§ **ABOUT THIS TASK**: Word for word, reproduce the data that follows.

§ **Free-text object descriptions**:

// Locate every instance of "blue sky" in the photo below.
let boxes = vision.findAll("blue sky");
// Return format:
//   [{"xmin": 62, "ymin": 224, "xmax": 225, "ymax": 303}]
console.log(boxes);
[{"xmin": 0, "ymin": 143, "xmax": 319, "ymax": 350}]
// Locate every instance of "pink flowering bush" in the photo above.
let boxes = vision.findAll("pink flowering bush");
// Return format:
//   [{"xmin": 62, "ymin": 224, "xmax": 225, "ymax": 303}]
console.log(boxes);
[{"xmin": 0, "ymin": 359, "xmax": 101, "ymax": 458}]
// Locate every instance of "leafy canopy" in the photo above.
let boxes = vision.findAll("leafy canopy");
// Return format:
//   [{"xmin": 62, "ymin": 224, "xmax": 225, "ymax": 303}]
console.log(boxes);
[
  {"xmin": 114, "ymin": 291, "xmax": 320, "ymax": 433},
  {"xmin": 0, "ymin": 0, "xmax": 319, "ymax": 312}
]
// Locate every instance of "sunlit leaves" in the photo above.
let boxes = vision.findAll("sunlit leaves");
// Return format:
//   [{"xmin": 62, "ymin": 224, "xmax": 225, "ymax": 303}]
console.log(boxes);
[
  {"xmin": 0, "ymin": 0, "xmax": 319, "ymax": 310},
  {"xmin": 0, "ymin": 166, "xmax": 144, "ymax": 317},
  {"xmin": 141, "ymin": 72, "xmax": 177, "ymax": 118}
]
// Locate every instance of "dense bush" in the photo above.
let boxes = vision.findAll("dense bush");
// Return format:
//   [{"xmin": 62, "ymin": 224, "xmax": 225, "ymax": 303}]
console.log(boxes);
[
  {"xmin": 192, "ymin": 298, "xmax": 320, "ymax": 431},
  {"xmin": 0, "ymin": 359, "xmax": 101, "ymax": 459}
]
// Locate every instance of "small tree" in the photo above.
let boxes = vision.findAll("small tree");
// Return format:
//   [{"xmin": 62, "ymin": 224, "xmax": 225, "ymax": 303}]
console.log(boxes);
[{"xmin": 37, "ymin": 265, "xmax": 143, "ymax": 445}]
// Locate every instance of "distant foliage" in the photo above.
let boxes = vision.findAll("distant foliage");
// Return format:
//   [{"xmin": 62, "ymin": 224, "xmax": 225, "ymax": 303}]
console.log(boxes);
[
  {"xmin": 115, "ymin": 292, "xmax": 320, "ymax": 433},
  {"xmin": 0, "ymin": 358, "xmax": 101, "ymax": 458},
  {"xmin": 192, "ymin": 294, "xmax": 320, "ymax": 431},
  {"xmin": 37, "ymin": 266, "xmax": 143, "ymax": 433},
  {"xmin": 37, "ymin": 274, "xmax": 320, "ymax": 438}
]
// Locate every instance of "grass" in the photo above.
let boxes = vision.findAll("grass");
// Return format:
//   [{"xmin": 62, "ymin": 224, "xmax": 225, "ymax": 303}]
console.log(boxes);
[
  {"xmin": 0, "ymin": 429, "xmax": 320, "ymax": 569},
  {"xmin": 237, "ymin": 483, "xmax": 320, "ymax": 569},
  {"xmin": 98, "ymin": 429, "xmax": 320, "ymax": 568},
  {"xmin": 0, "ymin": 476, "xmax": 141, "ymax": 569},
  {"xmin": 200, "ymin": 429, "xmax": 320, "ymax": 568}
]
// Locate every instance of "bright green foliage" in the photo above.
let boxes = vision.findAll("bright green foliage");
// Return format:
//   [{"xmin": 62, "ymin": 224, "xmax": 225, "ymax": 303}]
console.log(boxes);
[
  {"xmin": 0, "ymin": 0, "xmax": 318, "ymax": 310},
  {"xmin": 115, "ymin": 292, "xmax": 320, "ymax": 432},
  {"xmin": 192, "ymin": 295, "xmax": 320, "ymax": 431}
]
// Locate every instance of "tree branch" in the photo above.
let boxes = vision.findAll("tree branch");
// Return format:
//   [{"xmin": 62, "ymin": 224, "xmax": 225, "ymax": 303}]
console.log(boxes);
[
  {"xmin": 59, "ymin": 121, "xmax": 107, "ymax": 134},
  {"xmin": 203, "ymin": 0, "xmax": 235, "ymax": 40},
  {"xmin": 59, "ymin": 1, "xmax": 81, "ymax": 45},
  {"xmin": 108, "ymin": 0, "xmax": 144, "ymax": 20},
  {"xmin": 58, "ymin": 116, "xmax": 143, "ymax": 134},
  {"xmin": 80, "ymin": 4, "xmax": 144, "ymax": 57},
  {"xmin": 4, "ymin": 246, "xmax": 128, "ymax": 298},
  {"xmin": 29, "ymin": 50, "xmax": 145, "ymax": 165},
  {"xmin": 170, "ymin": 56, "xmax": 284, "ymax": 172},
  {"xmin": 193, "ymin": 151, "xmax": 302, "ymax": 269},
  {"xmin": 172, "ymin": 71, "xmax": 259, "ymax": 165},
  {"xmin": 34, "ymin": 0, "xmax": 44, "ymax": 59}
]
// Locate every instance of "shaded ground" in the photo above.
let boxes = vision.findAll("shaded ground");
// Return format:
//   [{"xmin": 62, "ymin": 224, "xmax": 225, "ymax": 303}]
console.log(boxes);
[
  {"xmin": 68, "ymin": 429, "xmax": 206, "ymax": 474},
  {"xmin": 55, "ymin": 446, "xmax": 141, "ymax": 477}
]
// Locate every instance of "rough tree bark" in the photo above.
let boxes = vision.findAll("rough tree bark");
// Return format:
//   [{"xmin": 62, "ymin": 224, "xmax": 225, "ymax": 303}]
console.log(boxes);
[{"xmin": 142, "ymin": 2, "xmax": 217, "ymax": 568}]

§ **WRITTEN SOLUTION**:
// Locate every instance of "blue sky" in the photo below.
let boxes = vision.findAll("blue sky");
// Return format:
//   [{"xmin": 62, "ymin": 224, "xmax": 225, "ymax": 303}]
console.log(boxes);
[{"xmin": 0, "ymin": 143, "xmax": 319, "ymax": 350}]
// Locate every instance of "pink flowering bush" in the photo above.
let boxes = vision.findAll("pink flowering bush");
// Return format:
//   [{"xmin": 62, "ymin": 224, "xmax": 225, "ymax": 303}]
console.log(boxes);
[{"xmin": 0, "ymin": 359, "xmax": 101, "ymax": 458}]
// Locate every instance of "leafy canopy" in the photo above.
let boxes = vision.findAll("leafy canopy");
// Return format:
//   [{"xmin": 62, "ymin": 224, "xmax": 225, "ymax": 303}]
console.log(boxes);
[
  {"xmin": 114, "ymin": 291, "xmax": 320, "ymax": 433},
  {"xmin": 0, "ymin": 0, "xmax": 319, "ymax": 312}
]
// Locate every instance of "sunlit leaves" in the photo above.
let boxes = vision.findAll("sunlit leaves");
// Return format:
//   [{"xmin": 62, "ymin": 224, "xmax": 225, "ymax": 303}]
console.log(boxes);
[
  {"xmin": 0, "ymin": 0, "xmax": 319, "ymax": 310},
  {"xmin": 0, "ymin": 166, "xmax": 144, "ymax": 317},
  {"xmin": 141, "ymin": 72, "xmax": 177, "ymax": 118}
]
// Locate every instance of "dense bush" in the photo above.
let boxes = vision.findAll("dense bush");
// Return format:
//   [{"xmin": 62, "ymin": 224, "xmax": 225, "ymax": 303}]
console.log(boxes);
[
  {"xmin": 192, "ymin": 298, "xmax": 320, "ymax": 431},
  {"xmin": 0, "ymin": 359, "xmax": 101, "ymax": 459}
]
// Locate every instance of "small tree" in the photo above.
let boxes = vision.findAll("small tree");
// Return format:
//   [{"xmin": 62, "ymin": 224, "xmax": 225, "ymax": 303}]
console.log(boxes);
[{"xmin": 37, "ymin": 265, "xmax": 143, "ymax": 445}]
// Locate every instance of "distant foliage" in the photo above.
let boxes = vision.findAll("distant foliage");
// Return format:
//   [{"xmin": 62, "ymin": 224, "xmax": 225, "ymax": 303}]
console.log(boxes);
[
  {"xmin": 115, "ymin": 292, "xmax": 320, "ymax": 433},
  {"xmin": 0, "ymin": 358, "xmax": 101, "ymax": 458},
  {"xmin": 192, "ymin": 294, "xmax": 320, "ymax": 431},
  {"xmin": 37, "ymin": 266, "xmax": 143, "ymax": 433},
  {"xmin": 37, "ymin": 274, "xmax": 320, "ymax": 438}
]
// Locate every instance of "grass" in the photo above.
let boxes = vision.findAll("grass");
// Return format:
//   [{"xmin": 62, "ymin": 224, "xmax": 225, "ymax": 303}]
console.log(boxes);
[
  {"xmin": 0, "ymin": 429, "xmax": 320, "ymax": 569},
  {"xmin": 237, "ymin": 483, "xmax": 320, "ymax": 569},
  {"xmin": 98, "ymin": 429, "xmax": 320, "ymax": 568},
  {"xmin": 0, "ymin": 476, "xmax": 141, "ymax": 569},
  {"xmin": 200, "ymin": 429, "xmax": 320, "ymax": 568}
]
// Locate every instance of "bright green foliage" in the photo above.
let boxes = vision.findAll("bright green foliage");
// Return format:
//   [{"xmin": 62, "ymin": 224, "xmax": 225, "ymax": 303}]
console.log(boxes);
[
  {"xmin": 0, "ymin": 0, "xmax": 318, "ymax": 310},
  {"xmin": 115, "ymin": 292, "xmax": 320, "ymax": 432},
  {"xmin": 192, "ymin": 295, "xmax": 320, "ymax": 431}
]
// Locate every instance of "tree branch" in the photo above.
let boxes = vision.findAll("tree branch");
// Return format:
//   [{"xmin": 62, "ymin": 224, "xmax": 225, "ymax": 303}]
console.log(boxes);
[
  {"xmin": 59, "ymin": 121, "xmax": 107, "ymax": 134},
  {"xmin": 203, "ymin": 0, "xmax": 235, "ymax": 40},
  {"xmin": 59, "ymin": 1, "xmax": 81, "ymax": 45},
  {"xmin": 108, "ymin": 0, "xmax": 144, "ymax": 20},
  {"xmin": 58, "ymin": 116, "xmax": 143, "ymax": 134},
  {"xmin": 80, "ymin": 4, "xmax": 144, "ymax": 57},
  {"xmin": 4, "ymin": 246, "xmax": 128, "ymax": 298},
  {"xmin": 29, "ymin": 50, "xmax": 145, "ymax": 165},
  {"xmin": 170, "ymin": 56, "xmax": 284, "ymax": 172},
  {"xmin": 193, "ymin": 151, "xmax": 302, "ymax": 269},
  {"xmin": 172, "ymin": 71, "xmax": 259, "ymax": 165},
  {"xmin": 34, "ymin": 0, "xmax": 44, "ymax": 59}
]
// Locate every instance of "shaded ground" in the photo above.
let boxes = vision.findAll("shaded ground");
// Return format:
//   [{"xmin": 62, "ymin": 224, "xmax": 225, "ymax": 303}]
console.log(boxes);
[
  {"xmin": 68, "ymin": 429, "xmax": 206, "ymax": 474},
  {"xmin": 55, "ymin": 446, "xmax": 141, "ymax": 477}
]
// Locate every instance of "rough tree bark" in the photo above.
let boxes = vision.findAll("rough tree bark");
// Return format:
//   [{"xmin": 62, "ymin": 224, "xmax": 225, "ymax": 303}]
console.log(boxes);
[{"xmin": 142, "ymin": 2, "xmax": 217, "ymax": 568}]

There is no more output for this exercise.